About this task
Scan the listing and copy each line where the word "below" is present.

_ _ _ _ _

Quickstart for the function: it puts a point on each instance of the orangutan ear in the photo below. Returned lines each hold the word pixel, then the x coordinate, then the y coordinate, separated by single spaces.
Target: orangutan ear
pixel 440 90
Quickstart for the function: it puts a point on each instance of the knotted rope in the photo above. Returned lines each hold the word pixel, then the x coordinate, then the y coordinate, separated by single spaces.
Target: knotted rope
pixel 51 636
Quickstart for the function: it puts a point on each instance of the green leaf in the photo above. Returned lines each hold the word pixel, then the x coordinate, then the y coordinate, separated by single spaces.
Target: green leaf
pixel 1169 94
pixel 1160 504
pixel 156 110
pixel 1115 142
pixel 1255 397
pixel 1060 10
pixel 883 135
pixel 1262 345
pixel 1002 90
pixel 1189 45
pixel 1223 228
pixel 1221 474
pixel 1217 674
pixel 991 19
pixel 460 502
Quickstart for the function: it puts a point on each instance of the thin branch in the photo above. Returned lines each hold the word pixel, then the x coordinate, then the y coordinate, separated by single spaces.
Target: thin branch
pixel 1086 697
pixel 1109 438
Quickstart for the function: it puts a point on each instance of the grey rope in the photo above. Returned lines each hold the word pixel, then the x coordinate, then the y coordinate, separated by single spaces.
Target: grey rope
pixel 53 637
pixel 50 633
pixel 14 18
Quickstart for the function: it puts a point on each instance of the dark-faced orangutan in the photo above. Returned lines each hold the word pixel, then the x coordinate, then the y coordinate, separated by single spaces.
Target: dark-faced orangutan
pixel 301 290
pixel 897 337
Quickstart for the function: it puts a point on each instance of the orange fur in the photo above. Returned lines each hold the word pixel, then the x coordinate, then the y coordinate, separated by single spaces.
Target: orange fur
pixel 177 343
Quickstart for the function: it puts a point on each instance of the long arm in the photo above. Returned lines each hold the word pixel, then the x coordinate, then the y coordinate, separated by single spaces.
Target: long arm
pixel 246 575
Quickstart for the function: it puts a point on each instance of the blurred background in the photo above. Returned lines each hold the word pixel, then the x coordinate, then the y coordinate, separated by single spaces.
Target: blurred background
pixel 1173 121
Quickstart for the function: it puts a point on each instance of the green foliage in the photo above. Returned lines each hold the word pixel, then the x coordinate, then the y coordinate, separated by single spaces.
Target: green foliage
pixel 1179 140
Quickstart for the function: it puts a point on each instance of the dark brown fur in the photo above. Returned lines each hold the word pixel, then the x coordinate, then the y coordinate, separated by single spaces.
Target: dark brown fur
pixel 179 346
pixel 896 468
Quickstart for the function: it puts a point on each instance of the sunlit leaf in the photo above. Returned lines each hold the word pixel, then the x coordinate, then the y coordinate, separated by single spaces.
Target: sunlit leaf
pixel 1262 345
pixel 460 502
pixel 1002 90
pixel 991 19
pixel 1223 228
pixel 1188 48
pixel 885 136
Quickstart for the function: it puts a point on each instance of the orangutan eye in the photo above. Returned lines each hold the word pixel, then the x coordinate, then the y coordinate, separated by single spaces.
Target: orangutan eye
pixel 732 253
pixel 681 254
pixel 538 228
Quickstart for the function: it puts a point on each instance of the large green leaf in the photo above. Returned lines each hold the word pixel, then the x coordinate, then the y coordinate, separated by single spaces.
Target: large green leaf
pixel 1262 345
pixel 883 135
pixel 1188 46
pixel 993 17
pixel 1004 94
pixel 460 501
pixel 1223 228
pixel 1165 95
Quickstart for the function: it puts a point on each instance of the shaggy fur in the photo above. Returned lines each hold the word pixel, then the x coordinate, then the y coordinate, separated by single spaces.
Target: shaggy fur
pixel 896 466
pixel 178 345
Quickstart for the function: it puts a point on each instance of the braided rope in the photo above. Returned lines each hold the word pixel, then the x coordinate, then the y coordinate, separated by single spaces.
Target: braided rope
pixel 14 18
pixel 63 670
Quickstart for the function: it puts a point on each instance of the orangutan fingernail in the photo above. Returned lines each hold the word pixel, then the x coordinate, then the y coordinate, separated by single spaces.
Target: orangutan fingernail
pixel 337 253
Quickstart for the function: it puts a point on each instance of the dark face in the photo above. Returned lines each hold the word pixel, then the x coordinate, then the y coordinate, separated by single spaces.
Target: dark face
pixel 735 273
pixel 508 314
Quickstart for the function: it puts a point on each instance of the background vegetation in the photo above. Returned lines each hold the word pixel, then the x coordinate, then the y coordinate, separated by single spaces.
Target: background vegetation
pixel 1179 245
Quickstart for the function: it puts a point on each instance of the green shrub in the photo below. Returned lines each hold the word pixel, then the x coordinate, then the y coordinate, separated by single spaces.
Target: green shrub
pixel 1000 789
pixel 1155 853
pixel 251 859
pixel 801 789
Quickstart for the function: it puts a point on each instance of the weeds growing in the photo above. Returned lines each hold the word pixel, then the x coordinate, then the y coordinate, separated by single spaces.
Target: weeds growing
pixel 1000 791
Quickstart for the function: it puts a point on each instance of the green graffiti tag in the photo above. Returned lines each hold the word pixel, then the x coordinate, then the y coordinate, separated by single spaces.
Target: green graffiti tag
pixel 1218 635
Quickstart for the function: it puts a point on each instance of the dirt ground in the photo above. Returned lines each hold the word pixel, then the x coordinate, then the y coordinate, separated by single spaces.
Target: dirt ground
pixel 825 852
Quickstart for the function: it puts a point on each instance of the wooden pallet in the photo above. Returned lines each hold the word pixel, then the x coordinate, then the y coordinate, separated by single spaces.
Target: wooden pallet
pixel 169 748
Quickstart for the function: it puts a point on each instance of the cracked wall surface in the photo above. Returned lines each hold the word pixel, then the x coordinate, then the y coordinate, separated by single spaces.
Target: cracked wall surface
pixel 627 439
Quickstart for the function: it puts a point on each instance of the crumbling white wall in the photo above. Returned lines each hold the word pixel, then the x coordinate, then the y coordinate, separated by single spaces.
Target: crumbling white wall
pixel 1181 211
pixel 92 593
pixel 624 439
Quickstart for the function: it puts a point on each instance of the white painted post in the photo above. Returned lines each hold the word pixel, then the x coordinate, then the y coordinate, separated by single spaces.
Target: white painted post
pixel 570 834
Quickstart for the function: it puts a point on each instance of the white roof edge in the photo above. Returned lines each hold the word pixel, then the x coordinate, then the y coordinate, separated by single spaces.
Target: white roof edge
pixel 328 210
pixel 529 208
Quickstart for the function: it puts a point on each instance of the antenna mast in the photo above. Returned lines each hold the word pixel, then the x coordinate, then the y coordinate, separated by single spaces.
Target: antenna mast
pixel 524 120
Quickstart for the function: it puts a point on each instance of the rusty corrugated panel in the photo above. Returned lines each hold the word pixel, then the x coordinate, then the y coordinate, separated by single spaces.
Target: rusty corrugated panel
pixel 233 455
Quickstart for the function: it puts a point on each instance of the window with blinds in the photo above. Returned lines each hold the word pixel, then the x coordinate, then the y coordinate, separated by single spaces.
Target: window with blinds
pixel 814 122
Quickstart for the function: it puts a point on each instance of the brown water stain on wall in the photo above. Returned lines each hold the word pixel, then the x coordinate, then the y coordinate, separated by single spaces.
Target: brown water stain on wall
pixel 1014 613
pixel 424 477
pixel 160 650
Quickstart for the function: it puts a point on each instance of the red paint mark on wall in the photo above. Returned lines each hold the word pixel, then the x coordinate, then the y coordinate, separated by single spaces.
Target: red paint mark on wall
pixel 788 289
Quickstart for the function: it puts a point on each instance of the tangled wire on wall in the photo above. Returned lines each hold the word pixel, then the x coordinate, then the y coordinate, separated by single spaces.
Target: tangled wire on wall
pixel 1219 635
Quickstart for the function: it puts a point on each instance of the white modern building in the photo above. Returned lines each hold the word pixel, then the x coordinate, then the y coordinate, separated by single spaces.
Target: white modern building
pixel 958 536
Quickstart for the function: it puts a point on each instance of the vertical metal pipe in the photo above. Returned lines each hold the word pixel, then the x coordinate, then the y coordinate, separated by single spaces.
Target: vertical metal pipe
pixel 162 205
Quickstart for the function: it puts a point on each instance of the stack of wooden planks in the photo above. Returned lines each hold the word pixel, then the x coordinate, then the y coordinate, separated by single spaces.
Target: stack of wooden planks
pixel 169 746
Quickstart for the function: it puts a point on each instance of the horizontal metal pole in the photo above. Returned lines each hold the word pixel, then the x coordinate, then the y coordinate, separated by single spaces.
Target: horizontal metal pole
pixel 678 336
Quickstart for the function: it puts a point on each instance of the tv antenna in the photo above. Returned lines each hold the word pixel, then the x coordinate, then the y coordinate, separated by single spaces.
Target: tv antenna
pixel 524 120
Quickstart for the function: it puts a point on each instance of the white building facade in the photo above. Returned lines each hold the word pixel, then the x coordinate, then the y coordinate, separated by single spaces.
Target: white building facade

_ _ _ _ _

Solved exercise
Quickstart for the function: it puts a point on each instance of the orangutan ear in the photo below. Returned lines each hold the word pixel, then the x coordinate, then the y coordinate, separated by single spaces.
Quickstart for the function: it puts a point on each instance of the green shrub in the photo below. Returned lines each hold the word pixel, then the x coordinate, then the y coordinate, separated by single spaces.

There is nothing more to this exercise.